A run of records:
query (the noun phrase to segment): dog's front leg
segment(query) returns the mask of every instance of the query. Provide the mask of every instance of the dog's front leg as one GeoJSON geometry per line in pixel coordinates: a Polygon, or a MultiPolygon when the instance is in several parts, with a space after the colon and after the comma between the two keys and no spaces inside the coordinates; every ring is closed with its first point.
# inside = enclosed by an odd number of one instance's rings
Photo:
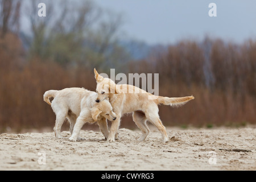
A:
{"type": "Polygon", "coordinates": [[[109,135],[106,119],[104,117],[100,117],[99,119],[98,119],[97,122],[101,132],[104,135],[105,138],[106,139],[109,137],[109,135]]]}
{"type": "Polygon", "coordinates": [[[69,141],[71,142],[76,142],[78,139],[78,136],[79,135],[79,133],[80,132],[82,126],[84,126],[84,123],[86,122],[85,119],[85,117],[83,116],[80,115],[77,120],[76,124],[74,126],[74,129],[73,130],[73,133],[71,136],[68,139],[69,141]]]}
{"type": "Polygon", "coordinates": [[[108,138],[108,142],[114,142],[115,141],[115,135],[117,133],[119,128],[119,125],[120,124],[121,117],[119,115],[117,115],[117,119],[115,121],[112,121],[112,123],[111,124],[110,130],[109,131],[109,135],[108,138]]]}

--

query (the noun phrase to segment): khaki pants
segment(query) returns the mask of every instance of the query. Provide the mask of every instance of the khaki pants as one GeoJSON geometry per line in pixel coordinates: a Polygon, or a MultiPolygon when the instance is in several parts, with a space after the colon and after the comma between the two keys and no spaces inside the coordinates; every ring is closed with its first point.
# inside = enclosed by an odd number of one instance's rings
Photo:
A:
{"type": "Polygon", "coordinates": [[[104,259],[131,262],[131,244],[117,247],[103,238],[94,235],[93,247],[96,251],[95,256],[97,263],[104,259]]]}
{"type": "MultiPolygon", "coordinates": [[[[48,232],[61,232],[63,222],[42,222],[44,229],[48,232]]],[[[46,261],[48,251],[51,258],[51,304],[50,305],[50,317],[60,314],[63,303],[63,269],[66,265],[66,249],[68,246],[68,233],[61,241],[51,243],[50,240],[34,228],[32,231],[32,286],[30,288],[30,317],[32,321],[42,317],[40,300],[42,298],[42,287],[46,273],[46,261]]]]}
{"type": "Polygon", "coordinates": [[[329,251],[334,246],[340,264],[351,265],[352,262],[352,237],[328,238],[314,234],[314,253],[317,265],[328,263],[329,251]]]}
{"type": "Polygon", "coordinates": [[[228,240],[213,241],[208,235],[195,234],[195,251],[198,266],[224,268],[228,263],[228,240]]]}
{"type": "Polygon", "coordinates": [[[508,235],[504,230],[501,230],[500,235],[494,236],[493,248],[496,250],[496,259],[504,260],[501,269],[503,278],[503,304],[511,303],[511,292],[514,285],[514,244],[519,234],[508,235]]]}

---

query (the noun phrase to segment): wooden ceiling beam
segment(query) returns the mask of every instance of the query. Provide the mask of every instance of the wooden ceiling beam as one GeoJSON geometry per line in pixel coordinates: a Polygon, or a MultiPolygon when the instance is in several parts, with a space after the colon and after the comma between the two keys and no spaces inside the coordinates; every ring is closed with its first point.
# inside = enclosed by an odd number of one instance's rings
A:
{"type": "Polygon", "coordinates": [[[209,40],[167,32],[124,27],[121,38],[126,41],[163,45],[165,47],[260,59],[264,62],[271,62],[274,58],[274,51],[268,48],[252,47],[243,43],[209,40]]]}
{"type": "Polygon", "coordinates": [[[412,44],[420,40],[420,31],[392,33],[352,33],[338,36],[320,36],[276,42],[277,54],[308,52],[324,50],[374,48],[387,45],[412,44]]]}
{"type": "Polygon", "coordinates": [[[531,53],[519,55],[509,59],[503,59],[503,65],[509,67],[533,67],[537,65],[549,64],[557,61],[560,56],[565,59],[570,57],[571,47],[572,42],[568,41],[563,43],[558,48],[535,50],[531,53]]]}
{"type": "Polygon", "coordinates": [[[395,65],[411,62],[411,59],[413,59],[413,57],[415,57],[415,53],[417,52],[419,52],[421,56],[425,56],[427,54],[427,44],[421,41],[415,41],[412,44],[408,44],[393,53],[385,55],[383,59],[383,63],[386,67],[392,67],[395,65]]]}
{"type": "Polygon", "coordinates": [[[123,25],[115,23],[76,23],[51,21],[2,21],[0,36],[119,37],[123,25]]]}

◆ **Short problem**
Extract every line of the records above that contains the string "wooden". Letter case matters.

◆ **Worked solution**
query (the noun phrase to segment): wooden ceiling beam
segment(query) returns the mask of every instance of the query. Provide the mask of every instance of the wooden ceiling beam as one GeoJSON geometry per line in pixel coordinates: a Polygon, or a MultiPolygon when the instance is in several parts, with a space after the colon and after the comma between the two keys and no spaces inside the coordinates; every ring is closed with its first point.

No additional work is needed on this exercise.